> WORK TASK
Restate the records below word for word, and omit the images they hold.
***** RECORDED DATA
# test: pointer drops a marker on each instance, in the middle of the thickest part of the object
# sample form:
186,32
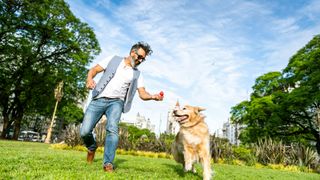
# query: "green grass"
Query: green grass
26,160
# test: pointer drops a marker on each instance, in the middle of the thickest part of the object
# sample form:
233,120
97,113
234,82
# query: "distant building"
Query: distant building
172,125
231,132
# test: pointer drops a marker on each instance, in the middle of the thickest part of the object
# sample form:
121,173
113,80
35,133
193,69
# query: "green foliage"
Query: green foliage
38,161
71,113
269,151
41,43
244,154
220,149
302,156
285,105
72,136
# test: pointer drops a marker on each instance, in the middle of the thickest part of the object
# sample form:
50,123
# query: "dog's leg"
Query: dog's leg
187,161
205,162
194,168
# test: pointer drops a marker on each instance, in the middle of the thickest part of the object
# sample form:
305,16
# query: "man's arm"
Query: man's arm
144,95
91,74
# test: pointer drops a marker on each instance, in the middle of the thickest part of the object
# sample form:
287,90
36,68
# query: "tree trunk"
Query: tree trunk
5,127
17,127
318,143
17,123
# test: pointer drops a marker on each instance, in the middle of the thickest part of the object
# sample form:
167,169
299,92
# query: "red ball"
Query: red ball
161,93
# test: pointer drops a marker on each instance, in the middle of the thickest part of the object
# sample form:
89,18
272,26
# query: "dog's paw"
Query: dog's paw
194,170
187,167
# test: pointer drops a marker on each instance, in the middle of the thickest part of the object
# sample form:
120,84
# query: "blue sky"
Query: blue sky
205,53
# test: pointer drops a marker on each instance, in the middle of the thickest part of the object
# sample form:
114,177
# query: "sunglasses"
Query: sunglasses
140,57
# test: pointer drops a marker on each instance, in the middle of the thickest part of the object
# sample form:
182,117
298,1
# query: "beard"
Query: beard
134,62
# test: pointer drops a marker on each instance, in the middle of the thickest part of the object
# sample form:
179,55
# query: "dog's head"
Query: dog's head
188,115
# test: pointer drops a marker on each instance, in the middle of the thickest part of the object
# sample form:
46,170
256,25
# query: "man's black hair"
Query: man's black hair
145,46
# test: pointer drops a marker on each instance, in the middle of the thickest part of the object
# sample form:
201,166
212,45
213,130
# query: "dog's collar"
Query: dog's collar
194,124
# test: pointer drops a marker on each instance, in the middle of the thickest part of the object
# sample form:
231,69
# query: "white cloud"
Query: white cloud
206,53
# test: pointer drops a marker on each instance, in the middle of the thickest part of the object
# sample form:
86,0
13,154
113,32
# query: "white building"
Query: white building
172,125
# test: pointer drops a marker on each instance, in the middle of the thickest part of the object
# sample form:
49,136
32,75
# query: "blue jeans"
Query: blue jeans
112,108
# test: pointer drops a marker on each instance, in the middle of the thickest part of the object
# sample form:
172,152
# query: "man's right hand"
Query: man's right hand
90,84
**********
> RESULT
# test: pointer drops a marker on each instance, in the middle of the thickest part of the object
# sample form:
186,32
# query: "green grass"
Query: green grass
26,160
# test: pointer drops a marker on each instance, in the middle of the thickest part of the object
# sample form:
233,120
97,113
234,82
# query: "distant building"
Query: distant building
172,125
231,132
# test: pointer drops a marker on each instance, in the middle of the thickest part of the object
# sample form:
121,173
113,80
35,133
193,69
# query: "green foliage"
Query: green foliage
38,161
71,113
269,151
41,43
244,154
220,149
302,156
285,105
72,136
# test: pointer drops a marker on each instance, in the middle of the thickest part of the object
# sample form:
50,123
# query: "dog's leg"
Query: dog's leg
187,161
205,162
194,168
# test: pointer drops a marker on each instance, in the middle of the thickest part of the object
# sample form:
305,16
# query: "man's arm"
Query: man's arm
144,95
91,74
# test: pointer drops a marker on each instance, in the middle of the thickest part of the object
# sample form:
287,90
36,68
# query: "tree trunk"
Query: tree trunk
5,127
17,127
318,143
17,123
# test: pointer drops a marker on each instance, in the middle of the thickest part of the object
# sample form:
167,169
299,92
# query: "red ball"
Query: red ball
161,93
# test: pointer drops a marker on each instance, in the middle of the thickest part of the object
# sample form:
89,18
272,26
# query: "dog's paw"
Query: dog's paw
194,170
187,167
# test: pointer drops a marker on each instance, in the middle of the thickest part of the object
# sample form:
120,84
# query: "blue sky"
Query: blue sky
205,53
# test: pointer drops a marker on each instance, in the middle of the thickest part of the object
# sample form:
114,177
# query: "sunglasses"
Query: sunglasses
140,57
# test: pointer drops a marker on each instance, in the middle of the thickest part of the object
# sample form:
182,117
298,1
# query: "beard"
Query: beard
134,62
# test: pointer drops a marker on each instance, in the middle of the thickest part of the object
# sample form:
179,55
# query: "dog's head"
Query: dog's head
188,115
# test: pointer drops a marker on each instance, in the middle of the thickest part of the object
# sample form:
46,170
256,25
# query: "man's black hair"
Query: man's black hair
145,46
# test: pointer drops a marker on each instance, in the middle of the thickest part of the object
# sample form:
201,166
212,45
213,130
# query: "dog's collar"
Query: dog's collar
194,124
# test: pointer drops a marker on each instance, in the middle of the thickest part of the object
# sample form:
231,69
# query: "white cloud"
Query: white cloud
206,53
# test: pointer drops a marker on each instance, in the middle of the thickest part of the object
# sample form:
86,0
13,154
113,32
# query: "white building"
Query: white building
172,125
# test: pointer drops a marker on each instance, in the middle of the thickest part of the object
# sample form:
49,136
32,75
# query: "blue jeans"
Query: blue jeans
112,108
# test: pointer drops a marker on each instance, in the middle of the thickest part of the object
# sample form:
172,152
# query: "man's right hand"
Query: man's right hand
90,84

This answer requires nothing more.